Pero este placer sería superficial e inservible sin un juego adversativo. Todo ese aliento que rebosa entre fotogramas, solo puede ser comprendido y disfrutado en paralelo al sufrimiento; en compañía de la sombra, como el ascua y el carbón. Y todo ese esplendor y tersura que aporta la imagen cinematográfica, asume el contrapunto de una imagen televisiva cuyos campos interpolados, cuya viscosa y estriada composición, prefiguran la pesadilla. Piavoli redefine la melancolía de acuerdo a una fórmula universal que el ser humano, animal social afligido por la soledad, ha ido perfeccionando: la tristeza que no encuentra palabras o que las vislumbra despeñándose garganta abajo. La certeza de haber perdido algo, la incertidumbre de no saber qué. Ese tipo de pérdida que, como diría Rilke, adquiere la consistencia de una segunda adquisición. Tal vez la del tacto firme de una cavidad, la del timbre dulzón de un arrepentimiento. La constancia de la inconstancia a la que se refería Aristóteles con ocasión del hombre de genio y la bilis negra. Es así como el hogar piavoliano ilustra una realidad acatada donde, más que recogimiento y refugio canicular, aflora la cancelación del interés por el mundo exterior propia del melancólico.

▬▬▬

ACCIÓN REQUERIDA 1 => Enumera las personas que se mencionan por su nombre en el fragmento sobre Piavoli.
ACCIÓN REQUERIDA 2 => Prosigue el fragmento sobre Piavoli a partir de su última oración.

MATERIAL DE ORIGEN =>

▬▬▬

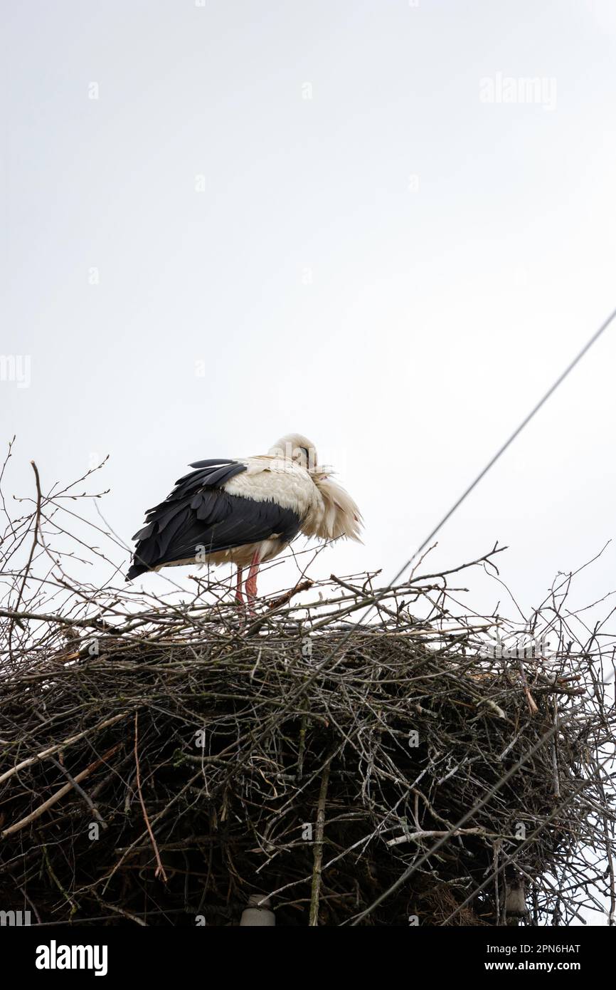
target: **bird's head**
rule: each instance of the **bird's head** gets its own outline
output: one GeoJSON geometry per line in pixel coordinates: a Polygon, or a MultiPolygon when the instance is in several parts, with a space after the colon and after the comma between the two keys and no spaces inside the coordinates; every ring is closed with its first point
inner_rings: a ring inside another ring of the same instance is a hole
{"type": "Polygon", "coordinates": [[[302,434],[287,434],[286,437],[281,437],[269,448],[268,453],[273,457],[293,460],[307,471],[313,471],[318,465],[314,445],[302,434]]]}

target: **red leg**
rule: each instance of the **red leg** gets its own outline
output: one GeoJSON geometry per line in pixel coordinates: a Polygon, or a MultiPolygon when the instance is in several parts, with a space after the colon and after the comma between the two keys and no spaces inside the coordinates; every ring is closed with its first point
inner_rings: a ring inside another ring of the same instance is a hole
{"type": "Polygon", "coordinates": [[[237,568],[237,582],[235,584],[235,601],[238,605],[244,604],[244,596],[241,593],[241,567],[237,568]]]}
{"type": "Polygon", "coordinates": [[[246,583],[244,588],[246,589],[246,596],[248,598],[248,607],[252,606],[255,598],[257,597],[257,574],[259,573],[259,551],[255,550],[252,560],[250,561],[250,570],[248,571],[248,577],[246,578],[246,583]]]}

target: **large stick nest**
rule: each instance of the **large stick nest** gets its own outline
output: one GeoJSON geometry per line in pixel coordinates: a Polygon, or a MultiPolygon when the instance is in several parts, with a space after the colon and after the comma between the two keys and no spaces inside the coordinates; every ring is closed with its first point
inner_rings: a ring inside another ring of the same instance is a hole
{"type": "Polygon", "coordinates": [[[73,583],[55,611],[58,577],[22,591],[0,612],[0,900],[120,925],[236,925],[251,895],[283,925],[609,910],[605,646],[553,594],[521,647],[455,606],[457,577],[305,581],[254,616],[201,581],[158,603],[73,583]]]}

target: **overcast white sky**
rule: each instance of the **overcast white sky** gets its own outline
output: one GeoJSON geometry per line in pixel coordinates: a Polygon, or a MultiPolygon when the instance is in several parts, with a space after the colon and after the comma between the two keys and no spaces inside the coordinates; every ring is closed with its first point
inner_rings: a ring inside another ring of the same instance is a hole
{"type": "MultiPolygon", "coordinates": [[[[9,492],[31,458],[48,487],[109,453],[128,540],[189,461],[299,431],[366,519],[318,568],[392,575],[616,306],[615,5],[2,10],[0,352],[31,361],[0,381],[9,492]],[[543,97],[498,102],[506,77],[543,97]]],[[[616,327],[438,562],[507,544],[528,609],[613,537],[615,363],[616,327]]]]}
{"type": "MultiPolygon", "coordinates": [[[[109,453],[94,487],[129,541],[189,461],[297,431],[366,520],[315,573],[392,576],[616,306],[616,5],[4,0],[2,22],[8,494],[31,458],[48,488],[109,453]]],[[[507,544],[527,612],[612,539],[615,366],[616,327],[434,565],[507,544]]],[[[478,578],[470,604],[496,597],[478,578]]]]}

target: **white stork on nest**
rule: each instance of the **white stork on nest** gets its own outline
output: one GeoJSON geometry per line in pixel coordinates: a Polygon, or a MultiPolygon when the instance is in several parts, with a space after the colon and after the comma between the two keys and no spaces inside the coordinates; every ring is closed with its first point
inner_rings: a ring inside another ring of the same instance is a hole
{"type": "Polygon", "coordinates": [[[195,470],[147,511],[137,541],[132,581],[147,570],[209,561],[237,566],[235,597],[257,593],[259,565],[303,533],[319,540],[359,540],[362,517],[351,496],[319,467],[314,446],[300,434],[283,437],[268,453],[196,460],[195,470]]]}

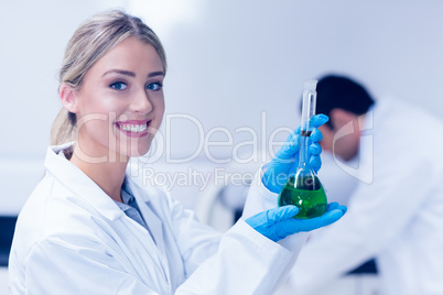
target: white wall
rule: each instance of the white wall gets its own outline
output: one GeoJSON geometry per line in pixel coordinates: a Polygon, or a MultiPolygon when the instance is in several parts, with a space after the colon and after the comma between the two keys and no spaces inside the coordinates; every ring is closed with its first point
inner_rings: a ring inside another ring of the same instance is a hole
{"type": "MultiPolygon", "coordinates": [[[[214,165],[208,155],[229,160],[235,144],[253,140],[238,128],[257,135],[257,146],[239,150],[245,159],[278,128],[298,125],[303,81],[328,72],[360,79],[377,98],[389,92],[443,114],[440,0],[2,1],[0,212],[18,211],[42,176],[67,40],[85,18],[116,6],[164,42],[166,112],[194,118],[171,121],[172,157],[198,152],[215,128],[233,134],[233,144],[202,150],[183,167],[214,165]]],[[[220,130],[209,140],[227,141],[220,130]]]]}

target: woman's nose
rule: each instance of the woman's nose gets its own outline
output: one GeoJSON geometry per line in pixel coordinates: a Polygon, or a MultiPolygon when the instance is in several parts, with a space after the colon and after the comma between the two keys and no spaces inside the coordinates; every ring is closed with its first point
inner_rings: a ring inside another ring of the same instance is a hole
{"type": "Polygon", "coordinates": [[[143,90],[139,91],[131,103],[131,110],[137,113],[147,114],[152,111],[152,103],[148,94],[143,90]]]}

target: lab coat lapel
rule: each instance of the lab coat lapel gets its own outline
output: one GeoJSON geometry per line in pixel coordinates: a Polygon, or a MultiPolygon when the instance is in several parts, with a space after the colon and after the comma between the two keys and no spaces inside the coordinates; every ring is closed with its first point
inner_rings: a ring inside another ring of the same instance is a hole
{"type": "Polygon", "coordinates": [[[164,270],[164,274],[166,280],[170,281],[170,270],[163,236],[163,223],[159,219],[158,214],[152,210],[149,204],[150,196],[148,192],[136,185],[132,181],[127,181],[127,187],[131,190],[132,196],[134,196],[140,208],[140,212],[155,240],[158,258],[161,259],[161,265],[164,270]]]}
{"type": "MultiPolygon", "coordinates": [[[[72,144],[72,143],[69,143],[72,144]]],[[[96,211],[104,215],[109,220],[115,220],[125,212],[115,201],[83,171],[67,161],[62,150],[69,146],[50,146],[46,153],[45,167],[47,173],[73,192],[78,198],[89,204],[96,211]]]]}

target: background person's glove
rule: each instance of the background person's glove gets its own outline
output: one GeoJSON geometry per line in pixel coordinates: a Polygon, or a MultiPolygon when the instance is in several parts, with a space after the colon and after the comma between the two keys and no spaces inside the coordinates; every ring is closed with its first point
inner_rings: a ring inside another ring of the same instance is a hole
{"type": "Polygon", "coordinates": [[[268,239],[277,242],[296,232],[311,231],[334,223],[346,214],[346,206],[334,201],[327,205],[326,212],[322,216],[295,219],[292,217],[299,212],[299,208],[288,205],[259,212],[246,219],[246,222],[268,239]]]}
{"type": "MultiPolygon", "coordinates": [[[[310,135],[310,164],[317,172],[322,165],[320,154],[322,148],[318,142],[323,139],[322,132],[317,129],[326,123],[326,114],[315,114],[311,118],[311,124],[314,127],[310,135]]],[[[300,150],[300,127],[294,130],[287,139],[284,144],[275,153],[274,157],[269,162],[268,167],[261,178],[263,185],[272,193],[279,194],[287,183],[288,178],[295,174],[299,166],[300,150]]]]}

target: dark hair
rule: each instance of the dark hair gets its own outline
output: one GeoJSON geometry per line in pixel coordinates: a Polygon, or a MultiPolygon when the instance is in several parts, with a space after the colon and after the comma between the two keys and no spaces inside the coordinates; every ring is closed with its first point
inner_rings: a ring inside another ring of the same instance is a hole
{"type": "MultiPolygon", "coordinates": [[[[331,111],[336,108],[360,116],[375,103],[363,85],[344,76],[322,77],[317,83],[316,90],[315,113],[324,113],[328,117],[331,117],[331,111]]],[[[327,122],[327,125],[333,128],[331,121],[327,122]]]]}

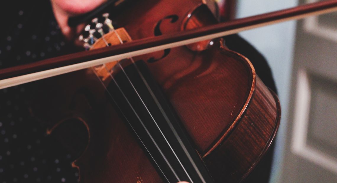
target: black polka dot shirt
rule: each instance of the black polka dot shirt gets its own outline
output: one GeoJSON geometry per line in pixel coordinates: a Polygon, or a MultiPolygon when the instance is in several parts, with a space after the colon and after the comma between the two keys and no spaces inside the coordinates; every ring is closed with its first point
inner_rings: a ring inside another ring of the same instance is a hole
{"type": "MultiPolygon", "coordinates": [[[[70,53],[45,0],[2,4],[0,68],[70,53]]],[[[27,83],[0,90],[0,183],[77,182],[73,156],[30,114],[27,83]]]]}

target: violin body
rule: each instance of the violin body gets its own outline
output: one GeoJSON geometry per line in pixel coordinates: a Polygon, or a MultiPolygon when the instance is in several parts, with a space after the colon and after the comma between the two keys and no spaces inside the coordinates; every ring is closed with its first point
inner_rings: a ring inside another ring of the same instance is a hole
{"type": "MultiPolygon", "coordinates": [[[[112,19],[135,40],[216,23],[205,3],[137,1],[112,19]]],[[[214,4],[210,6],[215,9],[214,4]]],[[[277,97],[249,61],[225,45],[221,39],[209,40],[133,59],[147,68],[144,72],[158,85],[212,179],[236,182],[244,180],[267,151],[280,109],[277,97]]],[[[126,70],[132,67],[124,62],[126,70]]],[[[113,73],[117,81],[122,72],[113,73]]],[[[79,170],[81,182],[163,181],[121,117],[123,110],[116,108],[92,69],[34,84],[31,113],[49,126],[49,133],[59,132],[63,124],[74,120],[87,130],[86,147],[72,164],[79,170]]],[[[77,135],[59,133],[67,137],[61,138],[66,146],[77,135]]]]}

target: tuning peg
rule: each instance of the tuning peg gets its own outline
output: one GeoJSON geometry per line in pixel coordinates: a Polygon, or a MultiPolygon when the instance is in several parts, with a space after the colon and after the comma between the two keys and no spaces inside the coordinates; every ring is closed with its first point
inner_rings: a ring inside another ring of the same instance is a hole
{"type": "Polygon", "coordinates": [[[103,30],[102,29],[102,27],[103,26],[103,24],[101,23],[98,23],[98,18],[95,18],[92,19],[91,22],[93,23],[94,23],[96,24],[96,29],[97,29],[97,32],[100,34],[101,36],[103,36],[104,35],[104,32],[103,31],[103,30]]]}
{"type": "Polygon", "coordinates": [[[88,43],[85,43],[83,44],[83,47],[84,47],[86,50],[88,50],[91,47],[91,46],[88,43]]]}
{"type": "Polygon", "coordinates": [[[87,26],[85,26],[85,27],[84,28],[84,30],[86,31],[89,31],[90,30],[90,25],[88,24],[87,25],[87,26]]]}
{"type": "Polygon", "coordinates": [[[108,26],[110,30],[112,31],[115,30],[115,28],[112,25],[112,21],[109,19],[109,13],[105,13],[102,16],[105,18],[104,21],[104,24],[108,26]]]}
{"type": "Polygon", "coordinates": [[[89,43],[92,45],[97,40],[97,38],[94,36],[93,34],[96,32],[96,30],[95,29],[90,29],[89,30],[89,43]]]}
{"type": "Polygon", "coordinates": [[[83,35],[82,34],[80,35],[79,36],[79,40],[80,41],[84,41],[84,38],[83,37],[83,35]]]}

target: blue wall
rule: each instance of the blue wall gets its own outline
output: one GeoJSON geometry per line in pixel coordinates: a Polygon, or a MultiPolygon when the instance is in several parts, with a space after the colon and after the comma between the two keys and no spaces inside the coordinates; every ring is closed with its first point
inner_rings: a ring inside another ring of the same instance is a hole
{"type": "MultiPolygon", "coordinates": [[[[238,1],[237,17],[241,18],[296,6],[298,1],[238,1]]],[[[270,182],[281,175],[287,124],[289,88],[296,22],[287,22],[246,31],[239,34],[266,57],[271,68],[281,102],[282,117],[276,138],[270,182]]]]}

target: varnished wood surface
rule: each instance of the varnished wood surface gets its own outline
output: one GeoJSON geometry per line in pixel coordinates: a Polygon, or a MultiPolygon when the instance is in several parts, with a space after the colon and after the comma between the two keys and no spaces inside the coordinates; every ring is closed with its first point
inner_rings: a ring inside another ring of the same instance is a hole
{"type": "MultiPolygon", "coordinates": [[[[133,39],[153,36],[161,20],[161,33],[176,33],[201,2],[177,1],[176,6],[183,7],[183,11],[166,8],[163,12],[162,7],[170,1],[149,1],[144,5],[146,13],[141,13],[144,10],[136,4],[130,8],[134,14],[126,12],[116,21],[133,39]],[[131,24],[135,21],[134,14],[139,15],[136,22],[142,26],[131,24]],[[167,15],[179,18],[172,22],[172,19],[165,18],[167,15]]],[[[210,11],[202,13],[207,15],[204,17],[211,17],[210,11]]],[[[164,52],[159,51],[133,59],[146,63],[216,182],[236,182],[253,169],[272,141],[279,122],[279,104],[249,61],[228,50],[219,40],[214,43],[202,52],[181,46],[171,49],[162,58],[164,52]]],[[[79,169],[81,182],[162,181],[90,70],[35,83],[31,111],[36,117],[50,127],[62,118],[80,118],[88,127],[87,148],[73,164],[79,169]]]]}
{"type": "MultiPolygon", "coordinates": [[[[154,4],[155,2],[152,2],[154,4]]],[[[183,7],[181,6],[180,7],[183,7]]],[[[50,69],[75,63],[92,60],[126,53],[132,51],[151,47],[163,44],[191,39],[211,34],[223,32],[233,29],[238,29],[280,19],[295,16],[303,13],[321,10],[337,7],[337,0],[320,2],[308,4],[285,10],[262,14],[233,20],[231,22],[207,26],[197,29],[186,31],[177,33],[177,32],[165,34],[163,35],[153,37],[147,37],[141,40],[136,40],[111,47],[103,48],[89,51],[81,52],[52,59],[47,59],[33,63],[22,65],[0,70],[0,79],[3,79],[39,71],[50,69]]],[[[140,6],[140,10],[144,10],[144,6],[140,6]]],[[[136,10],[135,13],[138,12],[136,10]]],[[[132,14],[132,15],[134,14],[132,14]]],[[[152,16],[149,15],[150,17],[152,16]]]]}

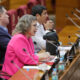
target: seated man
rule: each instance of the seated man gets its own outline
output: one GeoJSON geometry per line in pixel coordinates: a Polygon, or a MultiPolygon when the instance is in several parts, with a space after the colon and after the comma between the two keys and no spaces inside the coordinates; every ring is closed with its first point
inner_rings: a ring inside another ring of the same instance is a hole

▬▬▬

RESPUESTA 1 => Piavoli, Rilke, Aristóteles

RESPUESTA 2 =>
En ese surco emocional, como el río que serpenteaba por la linde, como las hebras de los cúmulos que, extenuados, se destejen, es donde apreciamos la verdad inexpresada, la afasia, el balbuceo de un mal sueño y, en definitiva, la fractura que separa al lenguaje de su función. Y sin embargo, desde que la palabra es porvenir y diría que hasta destino del silencio, no ha lugar a la rotura definitiva, sino a una batalla de ambivalencia, a una tensión entre potencia y acto. Palabra, horma del silencio, raíz honda y desnutrida que, desesperada, alcanza el nivel freático. Como los enamorados del poema que se va forjando en la espera —poema en ciernes, siempre inconcluso, pero que estructura el guion—, y que solo pudieron comunicarse porque antes existieron en la mudez. Quietud de alpacas y palabras compensada por el gorjeo de la corriente, la conversación de las hojas, los timbales de la cigarra y la percusión africana. La musicalidad general de un sistema que, Satie y Ravel al margen, impregna cualquier expresión, empezando por el ruido, las naturalezas muertas, los espacios vacíos y las calladas facciones de los retratos del Fayum. Porque para Franco Piavoli, como para Charles Darwin, el Homo sapiens sigue siendo esa especie que lee caras.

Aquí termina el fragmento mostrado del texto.